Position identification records
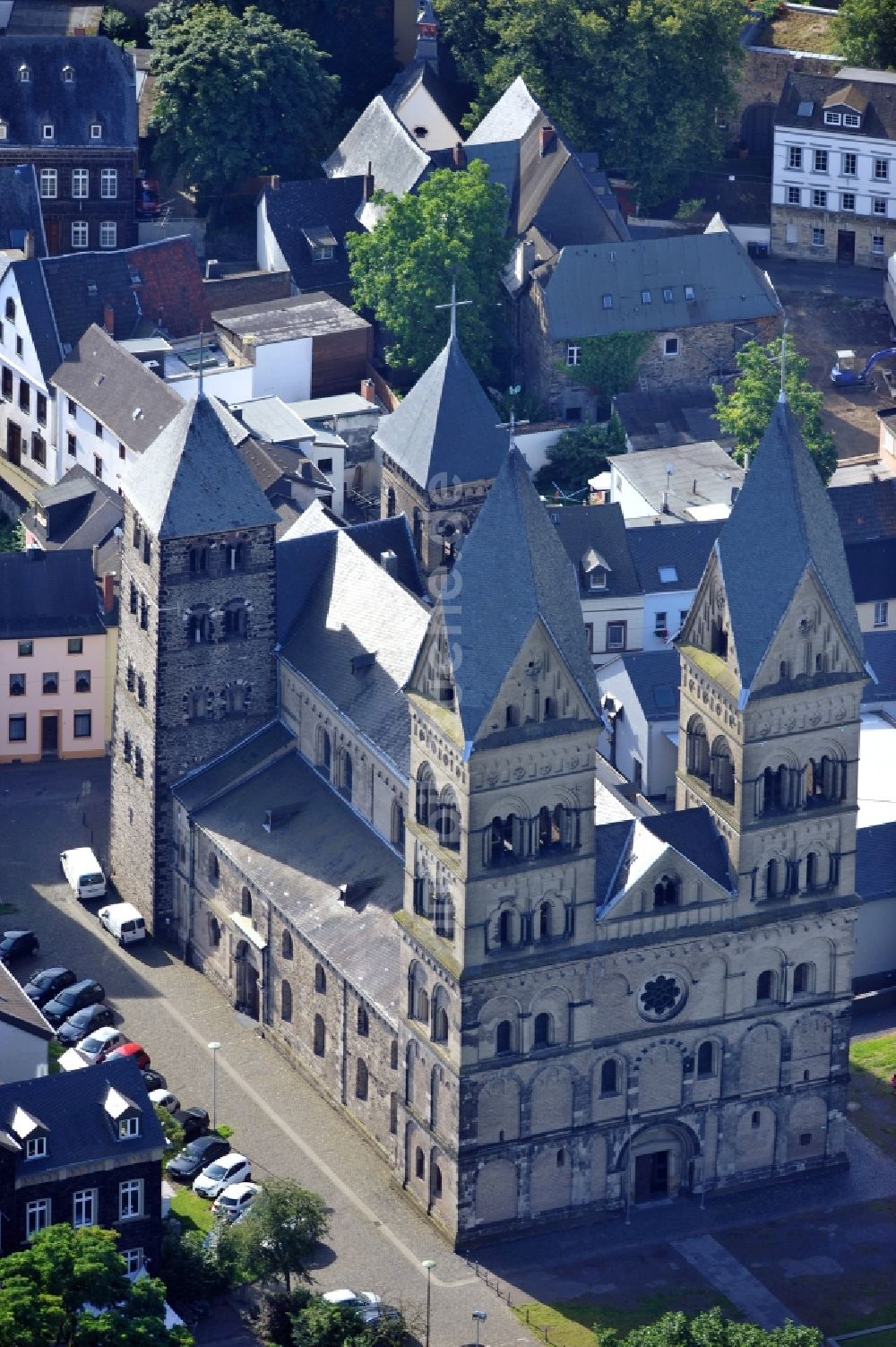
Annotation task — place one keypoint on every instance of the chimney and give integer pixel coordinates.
(547, 141)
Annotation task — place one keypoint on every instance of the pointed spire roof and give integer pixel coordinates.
(193, 479)
(513, 570)
(446, 427)
(781, 525)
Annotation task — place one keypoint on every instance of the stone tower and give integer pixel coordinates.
(197, 632)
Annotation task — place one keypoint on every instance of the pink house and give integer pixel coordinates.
(53, 658)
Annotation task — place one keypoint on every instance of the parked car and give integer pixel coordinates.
(194, 1122)
(133, 1049)
(165, 1100)
(235, 1200)
(18, 945)
(197, 1156)
(47, 983)
(221, 1173)
(99, 1044)
(80, 994)
(83, 1023)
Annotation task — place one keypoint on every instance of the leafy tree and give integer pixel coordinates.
(578, 455)
(866, 32)
(280, 1234)
(746, 410)
(453, 229)
(238, 96)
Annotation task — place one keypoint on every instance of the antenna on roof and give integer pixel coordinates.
(456, 303)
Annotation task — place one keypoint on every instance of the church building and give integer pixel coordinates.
(393, 864)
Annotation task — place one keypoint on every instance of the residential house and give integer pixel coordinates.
(67, 105)
(695, 298)
(54, 658)
(82, 1148)
(834, 168)
(24, 1033)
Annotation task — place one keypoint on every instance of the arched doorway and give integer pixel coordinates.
(660, 1162)
(246, 980)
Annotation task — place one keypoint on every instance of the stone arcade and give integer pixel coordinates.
(399, 875)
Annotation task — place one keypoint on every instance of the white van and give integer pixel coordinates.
(123, 921)
(83, 873)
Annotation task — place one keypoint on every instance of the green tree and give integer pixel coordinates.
(866, 32)
(238, 94)
(746, 410)
(280, 1234)
(578, 455)
(453, 229)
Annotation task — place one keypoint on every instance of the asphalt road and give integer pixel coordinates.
(377, 1241)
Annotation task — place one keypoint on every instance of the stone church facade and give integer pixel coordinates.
(534, 1019)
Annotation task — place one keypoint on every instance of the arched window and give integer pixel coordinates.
(504, 1038)
(803, 978)
(765, 985)
(426, 795)
(543, 1031)
(706, 1059)
(697, 747)
(666, 892)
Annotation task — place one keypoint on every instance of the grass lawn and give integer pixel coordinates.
(872, 1065)
(570, 1323)
(193, 1213)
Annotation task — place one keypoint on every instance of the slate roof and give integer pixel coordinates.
(116, 390)
(379, 139)
(876, 861)
(72, 1108)
(193, 479)
(601, 528)
(446, 427)
(47, 594)
(728, 287)
(513, 570)
(104, 91)
(21, 208)
(355, 608)
(685, 548)
(309, 203)
(879, 117)
(784, 504)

GIVEN EXERCISE: Rewrite the part of the listing that opens with the line containing "residential house and give integer pixel coordinates." and closes with the line containing "(377, 1241)", with the instructions kept in. Add 131 to each coordinate number in the answer points.

SOLVED PROBLEM:
Annotation task — place one keypoint on every instance of the residential house and give integer pixel coordinates.
(198, 236)
(826, 429)
(185, 789)
(213, 1279)
(965, 299)
(155, 1164)
Annotation task — place one keypoint on every instance of the arched doorway and give integer pixel coordinates.
(791, 1293)
(377, 1111)
Annotation task — place one keypoint on every instance of the stone arcade and give integer pixel coordinates.
(530, 1006)
Annotation task — place one keypoint on every instance of the white van and give integer pixel coordinates.
(254, 1052)
(214, 1004)
Annotation task — place one keypoint on every instance of the green tree and give integer pixel coordinates.
(997, 163)
(369, 225)
(877, 541)
(411, 1365)
(709, 586)
(584, 360)
Annotation task — place one keypoint on every instance of the asphalt road and give integer pixel coordinates.
(508, 1372)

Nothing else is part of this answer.